# [Task to complete]
From the first line through the last, transcribe the listing word for word.

# [Data for analysis]
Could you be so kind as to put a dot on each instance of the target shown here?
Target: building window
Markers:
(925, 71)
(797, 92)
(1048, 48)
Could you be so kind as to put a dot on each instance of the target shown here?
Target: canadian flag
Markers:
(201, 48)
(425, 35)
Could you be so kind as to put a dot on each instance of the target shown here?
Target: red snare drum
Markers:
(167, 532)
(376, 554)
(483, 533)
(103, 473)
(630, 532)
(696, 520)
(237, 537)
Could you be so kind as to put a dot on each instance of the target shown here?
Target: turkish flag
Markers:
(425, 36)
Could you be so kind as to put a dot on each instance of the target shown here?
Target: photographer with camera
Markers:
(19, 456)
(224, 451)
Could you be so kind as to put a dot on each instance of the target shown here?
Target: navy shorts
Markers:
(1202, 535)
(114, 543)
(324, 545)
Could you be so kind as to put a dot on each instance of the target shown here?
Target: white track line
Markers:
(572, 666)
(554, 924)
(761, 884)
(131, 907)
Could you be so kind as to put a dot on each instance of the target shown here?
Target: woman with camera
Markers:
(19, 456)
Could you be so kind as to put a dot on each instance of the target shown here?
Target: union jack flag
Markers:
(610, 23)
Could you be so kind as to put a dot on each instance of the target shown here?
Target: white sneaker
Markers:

# [Answer box]
Could you be so kind as to put a dot on each instance of the target shown here?
Target: building window
Markers:
(925, 71)
(797, 92)
(1048, 48)
Could you be so kind as to put a dot on each instance of the target shown here?
Target: canadian flag
Markers:
(201, 48)
(425, 35)
Could you be so kind as to put a dot on each instance of the target shown here?
Target: red snare drum
Markers:
(167, 532)
(376, 554)
(483, 533)
(103, 473)
(630, 532)
(696, 520)
(237, 537)
Could you be so kind as to put a dot on each instance of the target shown here?
Target: turkish flag
Markers:
(425, 36)
Could you be so kind as to put a dot on each instance of the target shown here?
Target: photographer with camera
Markers:
(19, 456)
(224, 451)
Could you be so kind as to put a dot on each instance of the target shown here?
Target: navy shorts
Markers:
(1202, 535)
(114, 543)
(324, 545)
Could you be so kind as to put a dot on each instance of the target shown here?
Target: white track line
Markers:
(572, 666)
(554, 924)
(761, 884)
(131, 907)
Could you be so kind as to put a dot on each instance of the target shown here?
Target: woman with camera
Markers:
(19, 456)
Could you be so kind as to put a dot on each instance of the target shown here?
Target: union jack flag
Markers:
(610, 23)
Could you be so kind as to put a dot on each instance of the target shown here?
Target: white sneaker
Markers:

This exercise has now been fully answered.